Write out exactly, with no other output, the lines below from the one that contains "Where can the row" through the end.

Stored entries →
++++++

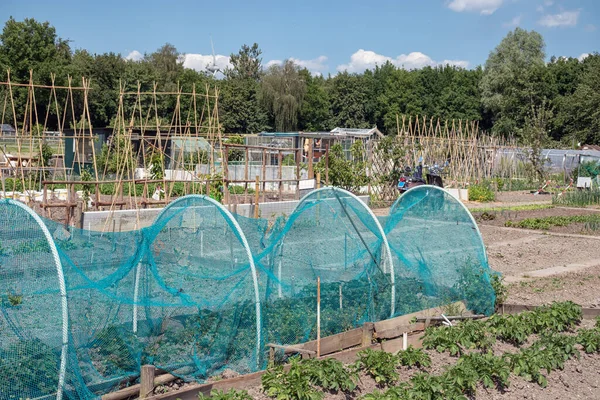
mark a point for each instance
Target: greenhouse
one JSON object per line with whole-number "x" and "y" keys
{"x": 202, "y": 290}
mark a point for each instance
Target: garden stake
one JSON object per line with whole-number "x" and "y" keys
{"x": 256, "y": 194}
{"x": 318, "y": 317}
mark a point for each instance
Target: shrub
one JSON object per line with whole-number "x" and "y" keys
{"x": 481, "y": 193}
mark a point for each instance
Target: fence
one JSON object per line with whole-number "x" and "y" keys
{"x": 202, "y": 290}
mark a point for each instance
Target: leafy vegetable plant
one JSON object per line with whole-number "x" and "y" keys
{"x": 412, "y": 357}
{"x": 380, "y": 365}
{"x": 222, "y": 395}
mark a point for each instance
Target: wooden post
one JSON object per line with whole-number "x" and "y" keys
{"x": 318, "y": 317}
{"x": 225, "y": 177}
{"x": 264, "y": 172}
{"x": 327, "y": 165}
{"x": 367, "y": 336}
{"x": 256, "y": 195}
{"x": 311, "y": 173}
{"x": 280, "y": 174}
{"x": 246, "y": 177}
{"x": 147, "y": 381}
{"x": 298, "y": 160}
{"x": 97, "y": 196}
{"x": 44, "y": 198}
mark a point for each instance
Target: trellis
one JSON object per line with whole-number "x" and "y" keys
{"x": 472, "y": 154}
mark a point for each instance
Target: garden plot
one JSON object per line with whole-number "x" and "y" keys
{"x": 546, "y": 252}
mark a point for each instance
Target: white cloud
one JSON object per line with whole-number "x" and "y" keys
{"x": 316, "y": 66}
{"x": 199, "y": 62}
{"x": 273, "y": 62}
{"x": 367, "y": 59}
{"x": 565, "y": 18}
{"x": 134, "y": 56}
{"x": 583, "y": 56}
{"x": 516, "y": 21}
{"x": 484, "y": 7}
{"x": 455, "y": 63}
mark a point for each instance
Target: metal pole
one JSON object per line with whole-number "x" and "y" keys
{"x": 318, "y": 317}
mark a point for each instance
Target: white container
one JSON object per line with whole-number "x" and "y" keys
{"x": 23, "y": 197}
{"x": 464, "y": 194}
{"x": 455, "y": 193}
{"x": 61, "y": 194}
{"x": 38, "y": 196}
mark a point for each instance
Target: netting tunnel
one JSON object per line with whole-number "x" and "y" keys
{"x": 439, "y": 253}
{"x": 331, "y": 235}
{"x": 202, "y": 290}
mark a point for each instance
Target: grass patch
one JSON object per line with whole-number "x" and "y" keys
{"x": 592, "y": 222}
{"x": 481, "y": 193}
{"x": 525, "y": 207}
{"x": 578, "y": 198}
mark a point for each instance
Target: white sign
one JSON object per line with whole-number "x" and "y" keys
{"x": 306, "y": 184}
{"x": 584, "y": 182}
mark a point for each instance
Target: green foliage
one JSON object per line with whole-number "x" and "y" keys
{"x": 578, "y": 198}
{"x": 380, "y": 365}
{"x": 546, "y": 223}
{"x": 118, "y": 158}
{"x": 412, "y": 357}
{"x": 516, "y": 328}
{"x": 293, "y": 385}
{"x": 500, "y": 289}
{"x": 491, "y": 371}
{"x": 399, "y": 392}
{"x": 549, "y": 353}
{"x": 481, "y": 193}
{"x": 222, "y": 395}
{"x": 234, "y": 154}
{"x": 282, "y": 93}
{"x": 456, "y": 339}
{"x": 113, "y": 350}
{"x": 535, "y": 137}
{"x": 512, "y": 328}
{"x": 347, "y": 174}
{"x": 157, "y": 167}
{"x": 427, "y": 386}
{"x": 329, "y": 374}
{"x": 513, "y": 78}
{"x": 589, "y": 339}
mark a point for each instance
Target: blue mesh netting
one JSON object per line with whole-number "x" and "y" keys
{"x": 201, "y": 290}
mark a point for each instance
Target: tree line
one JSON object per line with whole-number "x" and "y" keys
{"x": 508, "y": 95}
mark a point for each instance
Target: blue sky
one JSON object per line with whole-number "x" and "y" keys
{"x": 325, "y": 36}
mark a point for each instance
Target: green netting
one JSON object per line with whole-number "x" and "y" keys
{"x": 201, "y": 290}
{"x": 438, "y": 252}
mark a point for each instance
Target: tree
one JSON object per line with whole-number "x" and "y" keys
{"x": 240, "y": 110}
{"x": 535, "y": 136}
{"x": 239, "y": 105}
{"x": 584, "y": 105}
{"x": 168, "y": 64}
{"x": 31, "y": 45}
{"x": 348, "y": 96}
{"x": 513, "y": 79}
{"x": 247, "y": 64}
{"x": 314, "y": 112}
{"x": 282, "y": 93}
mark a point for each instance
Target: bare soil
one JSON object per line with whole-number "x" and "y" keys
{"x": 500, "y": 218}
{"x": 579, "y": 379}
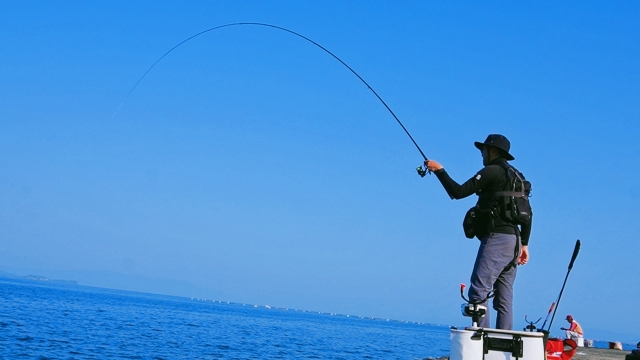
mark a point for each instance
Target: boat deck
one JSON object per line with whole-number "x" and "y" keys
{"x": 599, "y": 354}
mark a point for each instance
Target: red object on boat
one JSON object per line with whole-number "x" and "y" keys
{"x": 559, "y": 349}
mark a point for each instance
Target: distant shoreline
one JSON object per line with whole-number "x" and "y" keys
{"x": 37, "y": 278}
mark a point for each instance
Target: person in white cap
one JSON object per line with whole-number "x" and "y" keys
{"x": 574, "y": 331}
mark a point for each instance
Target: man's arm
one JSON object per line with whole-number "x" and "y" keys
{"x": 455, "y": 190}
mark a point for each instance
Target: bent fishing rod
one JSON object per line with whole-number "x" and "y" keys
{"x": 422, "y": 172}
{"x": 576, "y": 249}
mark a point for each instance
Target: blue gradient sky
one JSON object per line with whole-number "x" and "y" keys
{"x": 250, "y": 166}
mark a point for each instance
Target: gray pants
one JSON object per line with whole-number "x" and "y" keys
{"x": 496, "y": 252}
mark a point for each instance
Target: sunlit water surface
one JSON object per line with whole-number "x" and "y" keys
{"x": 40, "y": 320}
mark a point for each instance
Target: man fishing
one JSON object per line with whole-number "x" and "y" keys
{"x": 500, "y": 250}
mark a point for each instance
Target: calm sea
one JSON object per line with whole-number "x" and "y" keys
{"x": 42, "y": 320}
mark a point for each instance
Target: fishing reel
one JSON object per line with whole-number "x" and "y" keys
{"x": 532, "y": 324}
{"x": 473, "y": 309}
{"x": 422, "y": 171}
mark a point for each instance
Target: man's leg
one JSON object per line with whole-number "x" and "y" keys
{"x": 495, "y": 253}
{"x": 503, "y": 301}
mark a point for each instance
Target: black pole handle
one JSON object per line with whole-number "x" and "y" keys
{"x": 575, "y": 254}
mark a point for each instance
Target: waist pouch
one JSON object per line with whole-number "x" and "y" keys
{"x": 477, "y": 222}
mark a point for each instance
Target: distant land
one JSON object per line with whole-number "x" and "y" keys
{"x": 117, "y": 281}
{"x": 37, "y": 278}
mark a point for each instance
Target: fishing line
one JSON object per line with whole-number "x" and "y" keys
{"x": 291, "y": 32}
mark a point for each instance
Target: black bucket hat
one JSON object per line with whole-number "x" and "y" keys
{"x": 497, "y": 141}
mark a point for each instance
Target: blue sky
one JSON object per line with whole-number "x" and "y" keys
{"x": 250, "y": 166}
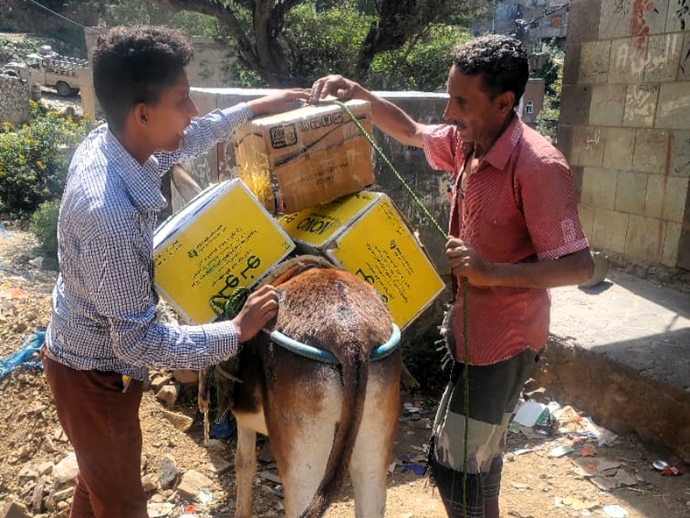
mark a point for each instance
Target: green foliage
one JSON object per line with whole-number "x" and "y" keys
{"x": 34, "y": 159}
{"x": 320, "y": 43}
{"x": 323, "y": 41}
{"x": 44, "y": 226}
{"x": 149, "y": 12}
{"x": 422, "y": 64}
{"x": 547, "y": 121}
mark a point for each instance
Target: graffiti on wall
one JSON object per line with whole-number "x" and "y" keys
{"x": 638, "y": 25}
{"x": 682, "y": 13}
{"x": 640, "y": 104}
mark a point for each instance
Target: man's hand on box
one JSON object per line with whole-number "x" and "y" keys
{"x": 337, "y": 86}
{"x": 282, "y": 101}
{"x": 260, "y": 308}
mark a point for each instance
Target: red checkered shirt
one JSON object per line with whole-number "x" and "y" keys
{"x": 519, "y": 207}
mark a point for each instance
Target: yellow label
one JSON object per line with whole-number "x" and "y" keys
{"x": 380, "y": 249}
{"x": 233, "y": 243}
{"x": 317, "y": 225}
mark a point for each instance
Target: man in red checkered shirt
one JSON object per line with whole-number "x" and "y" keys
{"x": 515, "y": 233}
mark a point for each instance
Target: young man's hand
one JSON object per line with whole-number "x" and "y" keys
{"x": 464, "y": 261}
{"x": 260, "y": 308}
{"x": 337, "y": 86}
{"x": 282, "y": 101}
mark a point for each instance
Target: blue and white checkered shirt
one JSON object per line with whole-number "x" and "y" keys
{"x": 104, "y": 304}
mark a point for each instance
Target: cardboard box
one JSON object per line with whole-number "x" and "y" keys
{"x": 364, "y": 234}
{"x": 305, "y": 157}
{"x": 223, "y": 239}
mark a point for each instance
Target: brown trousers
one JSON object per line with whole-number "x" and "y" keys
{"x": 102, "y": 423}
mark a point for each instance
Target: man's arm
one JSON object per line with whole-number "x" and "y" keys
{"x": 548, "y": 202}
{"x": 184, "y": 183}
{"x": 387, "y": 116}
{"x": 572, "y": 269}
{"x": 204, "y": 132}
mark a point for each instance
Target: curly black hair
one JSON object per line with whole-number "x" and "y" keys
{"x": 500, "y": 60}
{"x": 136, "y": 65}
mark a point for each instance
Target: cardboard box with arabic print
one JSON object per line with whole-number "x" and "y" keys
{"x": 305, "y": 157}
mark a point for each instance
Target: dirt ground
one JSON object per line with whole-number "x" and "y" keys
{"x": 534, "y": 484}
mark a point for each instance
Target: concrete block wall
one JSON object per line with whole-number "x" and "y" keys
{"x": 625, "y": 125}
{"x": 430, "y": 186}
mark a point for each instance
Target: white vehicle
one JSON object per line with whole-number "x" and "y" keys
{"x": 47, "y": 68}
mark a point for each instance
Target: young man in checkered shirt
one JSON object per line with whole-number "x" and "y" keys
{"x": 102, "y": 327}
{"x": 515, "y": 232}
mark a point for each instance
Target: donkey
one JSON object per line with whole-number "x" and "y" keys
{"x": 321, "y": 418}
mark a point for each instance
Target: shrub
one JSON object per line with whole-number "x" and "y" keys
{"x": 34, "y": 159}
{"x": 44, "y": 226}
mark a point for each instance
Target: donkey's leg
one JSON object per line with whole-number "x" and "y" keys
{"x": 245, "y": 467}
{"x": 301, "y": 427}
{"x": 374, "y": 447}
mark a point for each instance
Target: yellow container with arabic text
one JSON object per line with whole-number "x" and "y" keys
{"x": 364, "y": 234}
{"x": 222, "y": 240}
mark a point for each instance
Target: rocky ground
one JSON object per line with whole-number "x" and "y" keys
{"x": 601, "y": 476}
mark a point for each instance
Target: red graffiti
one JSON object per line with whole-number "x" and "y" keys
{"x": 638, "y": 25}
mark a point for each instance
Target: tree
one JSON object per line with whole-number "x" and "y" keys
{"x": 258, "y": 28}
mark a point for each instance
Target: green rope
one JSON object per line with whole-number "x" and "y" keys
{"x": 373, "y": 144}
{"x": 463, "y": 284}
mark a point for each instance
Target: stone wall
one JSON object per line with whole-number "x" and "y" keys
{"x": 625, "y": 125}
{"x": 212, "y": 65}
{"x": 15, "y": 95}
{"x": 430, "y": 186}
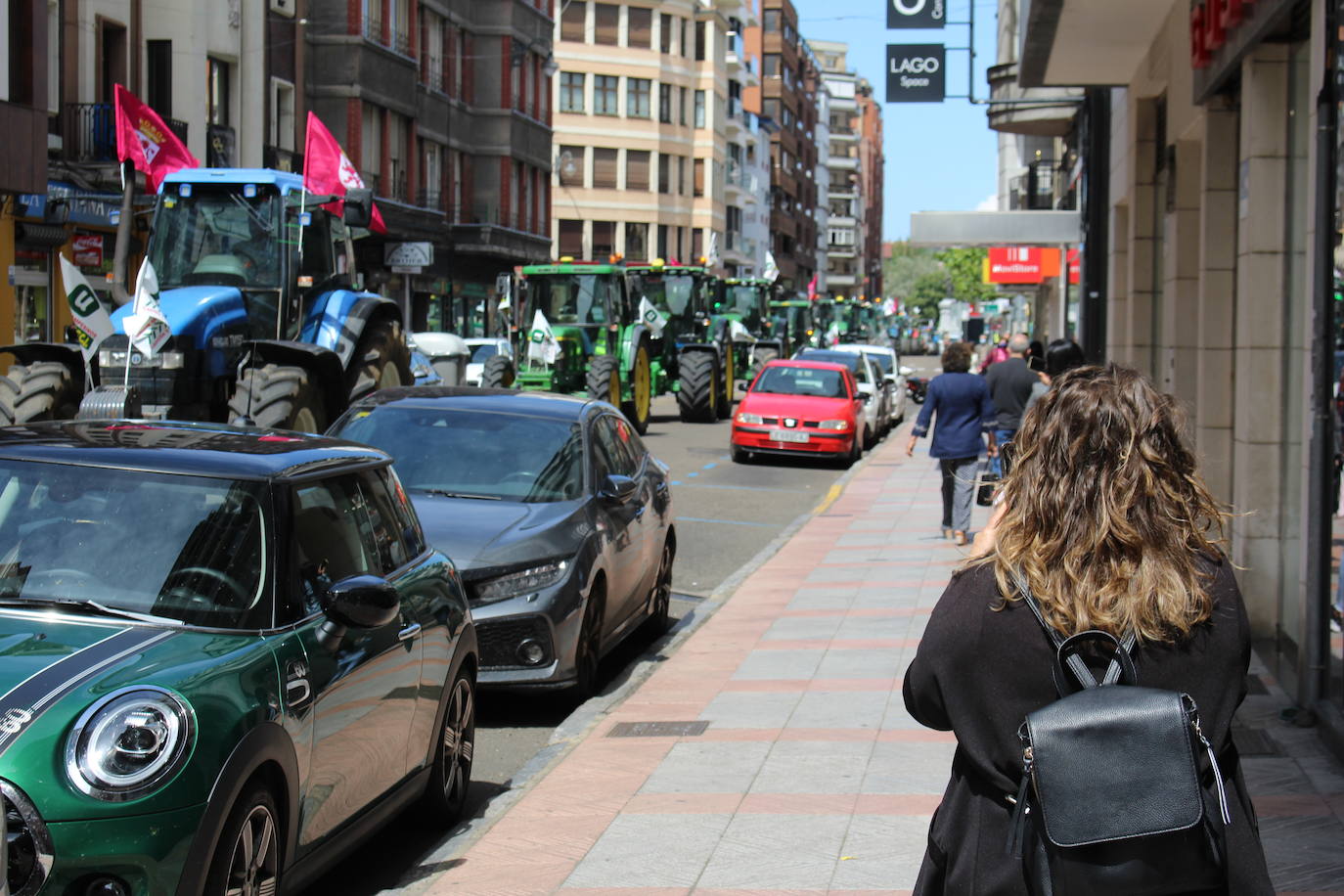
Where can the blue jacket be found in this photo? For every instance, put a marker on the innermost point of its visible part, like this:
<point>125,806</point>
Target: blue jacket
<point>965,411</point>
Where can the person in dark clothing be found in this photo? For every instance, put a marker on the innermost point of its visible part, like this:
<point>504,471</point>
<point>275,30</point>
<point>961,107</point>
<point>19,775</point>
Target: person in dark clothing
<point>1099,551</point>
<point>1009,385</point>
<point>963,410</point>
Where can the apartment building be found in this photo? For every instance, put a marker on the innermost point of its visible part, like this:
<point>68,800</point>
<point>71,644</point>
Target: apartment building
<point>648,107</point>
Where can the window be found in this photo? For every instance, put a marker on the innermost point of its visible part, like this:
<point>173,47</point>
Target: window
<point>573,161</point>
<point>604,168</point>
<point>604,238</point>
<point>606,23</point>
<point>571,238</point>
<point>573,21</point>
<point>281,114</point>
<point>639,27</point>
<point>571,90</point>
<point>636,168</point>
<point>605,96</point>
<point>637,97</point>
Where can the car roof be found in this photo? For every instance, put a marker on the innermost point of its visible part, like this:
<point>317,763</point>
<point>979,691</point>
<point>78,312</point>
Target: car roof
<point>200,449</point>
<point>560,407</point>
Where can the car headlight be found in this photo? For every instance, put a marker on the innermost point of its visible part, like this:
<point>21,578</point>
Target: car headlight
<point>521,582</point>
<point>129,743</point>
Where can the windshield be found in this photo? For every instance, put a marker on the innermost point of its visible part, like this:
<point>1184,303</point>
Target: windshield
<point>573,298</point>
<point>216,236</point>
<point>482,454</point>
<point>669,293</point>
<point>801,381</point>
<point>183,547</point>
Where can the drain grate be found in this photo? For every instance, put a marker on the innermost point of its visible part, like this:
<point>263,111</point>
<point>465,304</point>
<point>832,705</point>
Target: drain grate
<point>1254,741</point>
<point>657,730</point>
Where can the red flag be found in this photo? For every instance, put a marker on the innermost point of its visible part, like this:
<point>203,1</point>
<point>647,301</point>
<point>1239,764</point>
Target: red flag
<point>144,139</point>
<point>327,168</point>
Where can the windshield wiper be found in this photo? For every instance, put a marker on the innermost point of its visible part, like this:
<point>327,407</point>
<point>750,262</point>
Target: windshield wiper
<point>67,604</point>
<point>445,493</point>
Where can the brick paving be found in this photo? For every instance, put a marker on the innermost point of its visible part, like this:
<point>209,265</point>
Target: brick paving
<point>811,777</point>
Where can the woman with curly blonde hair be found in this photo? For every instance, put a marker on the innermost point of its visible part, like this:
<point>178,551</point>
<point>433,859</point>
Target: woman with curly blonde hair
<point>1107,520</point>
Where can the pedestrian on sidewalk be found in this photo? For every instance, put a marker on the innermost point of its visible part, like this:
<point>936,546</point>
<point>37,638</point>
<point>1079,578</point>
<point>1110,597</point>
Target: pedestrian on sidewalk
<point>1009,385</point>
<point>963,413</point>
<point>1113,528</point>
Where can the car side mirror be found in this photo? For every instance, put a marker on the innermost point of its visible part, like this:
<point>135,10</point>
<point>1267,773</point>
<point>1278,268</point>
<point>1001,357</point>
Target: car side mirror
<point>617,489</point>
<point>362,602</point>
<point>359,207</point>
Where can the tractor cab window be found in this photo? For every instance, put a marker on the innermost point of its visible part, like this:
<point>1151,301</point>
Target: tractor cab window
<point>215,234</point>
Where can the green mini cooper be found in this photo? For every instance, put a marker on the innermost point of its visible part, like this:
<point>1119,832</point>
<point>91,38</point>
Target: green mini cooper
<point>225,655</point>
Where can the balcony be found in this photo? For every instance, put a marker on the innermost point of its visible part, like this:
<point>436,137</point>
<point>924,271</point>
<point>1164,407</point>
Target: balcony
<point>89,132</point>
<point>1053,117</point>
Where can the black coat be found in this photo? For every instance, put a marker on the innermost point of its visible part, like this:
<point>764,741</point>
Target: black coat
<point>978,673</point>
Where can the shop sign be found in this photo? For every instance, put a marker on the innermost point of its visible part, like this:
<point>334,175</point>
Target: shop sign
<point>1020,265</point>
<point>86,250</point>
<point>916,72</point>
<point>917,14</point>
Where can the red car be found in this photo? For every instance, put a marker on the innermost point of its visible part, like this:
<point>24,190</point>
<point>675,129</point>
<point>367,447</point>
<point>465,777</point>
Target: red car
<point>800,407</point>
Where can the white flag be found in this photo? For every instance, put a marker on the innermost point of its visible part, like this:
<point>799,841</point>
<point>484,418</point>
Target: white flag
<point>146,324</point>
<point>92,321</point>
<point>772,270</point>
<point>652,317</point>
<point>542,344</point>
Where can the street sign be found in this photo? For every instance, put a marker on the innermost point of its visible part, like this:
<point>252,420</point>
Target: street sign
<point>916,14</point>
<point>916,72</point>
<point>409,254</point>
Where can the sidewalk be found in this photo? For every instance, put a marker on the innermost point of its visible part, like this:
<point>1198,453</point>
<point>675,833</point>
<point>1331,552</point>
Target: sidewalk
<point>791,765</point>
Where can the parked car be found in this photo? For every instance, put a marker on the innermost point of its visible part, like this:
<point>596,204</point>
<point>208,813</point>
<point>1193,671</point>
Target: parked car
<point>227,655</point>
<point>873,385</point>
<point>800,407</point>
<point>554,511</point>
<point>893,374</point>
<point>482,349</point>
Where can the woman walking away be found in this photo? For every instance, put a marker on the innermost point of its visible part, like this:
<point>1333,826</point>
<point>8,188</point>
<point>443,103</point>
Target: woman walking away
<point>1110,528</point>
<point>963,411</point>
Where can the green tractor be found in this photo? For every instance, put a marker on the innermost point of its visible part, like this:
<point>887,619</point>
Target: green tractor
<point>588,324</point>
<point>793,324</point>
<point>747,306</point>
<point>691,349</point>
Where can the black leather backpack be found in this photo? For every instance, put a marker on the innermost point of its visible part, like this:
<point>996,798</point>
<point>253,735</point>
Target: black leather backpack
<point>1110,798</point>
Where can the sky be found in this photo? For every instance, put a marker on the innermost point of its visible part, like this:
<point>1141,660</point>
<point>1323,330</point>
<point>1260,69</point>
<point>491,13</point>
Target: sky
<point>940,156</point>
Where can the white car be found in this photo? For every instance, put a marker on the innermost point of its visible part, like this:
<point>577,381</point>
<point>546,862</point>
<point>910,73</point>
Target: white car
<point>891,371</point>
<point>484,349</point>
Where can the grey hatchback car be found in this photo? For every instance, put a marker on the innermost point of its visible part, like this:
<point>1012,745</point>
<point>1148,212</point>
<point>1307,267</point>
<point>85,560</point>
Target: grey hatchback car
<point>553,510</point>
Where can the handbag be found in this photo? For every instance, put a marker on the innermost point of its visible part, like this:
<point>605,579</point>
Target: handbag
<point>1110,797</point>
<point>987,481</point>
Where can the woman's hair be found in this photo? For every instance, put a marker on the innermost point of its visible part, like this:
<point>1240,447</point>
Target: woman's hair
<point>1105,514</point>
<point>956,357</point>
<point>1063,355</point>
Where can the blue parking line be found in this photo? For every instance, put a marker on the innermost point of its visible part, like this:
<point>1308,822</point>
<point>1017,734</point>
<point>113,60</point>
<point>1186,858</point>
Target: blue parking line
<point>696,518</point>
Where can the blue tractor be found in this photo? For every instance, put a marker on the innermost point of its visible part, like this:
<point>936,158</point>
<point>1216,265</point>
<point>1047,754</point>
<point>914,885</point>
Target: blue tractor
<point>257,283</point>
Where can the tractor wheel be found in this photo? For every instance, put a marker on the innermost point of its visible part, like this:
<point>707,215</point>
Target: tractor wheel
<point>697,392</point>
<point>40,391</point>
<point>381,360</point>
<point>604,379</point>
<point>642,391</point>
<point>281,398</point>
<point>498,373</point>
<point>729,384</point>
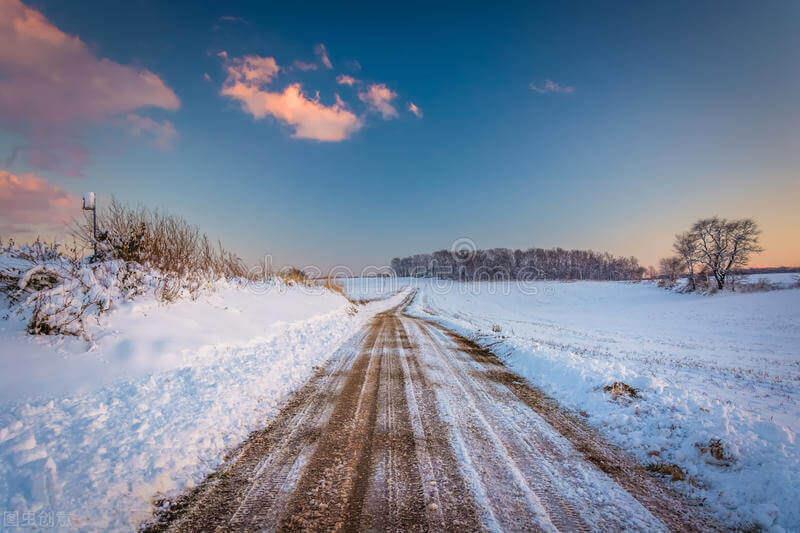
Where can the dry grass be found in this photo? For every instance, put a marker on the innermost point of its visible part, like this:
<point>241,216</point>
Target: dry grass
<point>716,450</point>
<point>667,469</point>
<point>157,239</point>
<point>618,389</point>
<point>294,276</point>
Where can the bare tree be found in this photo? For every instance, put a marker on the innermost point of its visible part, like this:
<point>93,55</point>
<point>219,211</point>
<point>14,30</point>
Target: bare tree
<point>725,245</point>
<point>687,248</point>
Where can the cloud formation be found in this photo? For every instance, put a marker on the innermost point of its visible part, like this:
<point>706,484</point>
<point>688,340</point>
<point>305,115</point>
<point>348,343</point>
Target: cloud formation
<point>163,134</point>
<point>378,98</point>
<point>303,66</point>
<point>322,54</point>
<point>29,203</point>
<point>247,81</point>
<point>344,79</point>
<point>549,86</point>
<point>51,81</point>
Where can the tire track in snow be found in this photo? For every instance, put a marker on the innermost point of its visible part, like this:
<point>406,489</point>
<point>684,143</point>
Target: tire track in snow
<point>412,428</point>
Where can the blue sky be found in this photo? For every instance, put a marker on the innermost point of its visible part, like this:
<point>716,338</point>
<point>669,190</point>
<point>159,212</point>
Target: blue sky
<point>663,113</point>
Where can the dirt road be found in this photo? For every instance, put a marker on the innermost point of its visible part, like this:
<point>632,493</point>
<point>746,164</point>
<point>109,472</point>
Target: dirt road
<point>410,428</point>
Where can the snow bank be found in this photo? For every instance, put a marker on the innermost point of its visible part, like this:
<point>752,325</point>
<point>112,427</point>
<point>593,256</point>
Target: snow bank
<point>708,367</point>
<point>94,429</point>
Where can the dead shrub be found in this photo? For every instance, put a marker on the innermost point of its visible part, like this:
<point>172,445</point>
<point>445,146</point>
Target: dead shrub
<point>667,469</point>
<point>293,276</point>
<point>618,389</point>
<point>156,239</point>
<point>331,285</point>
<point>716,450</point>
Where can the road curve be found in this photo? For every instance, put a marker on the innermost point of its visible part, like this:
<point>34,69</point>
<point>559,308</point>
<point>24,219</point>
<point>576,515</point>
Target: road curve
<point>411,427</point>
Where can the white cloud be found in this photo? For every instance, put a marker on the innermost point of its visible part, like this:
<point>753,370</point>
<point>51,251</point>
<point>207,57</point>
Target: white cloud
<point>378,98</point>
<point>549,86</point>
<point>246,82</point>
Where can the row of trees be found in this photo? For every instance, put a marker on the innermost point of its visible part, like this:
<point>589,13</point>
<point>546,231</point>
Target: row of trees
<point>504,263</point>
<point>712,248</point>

++++++

Task solution →
Where can the row of trees be found in this photo? For every instance, put a marker on the innermost point of its visible part, like this:
<point>589,13</point>
<point>546,231</point>
Target: row of trees
<point>504,263</point>
<point>712,248</point>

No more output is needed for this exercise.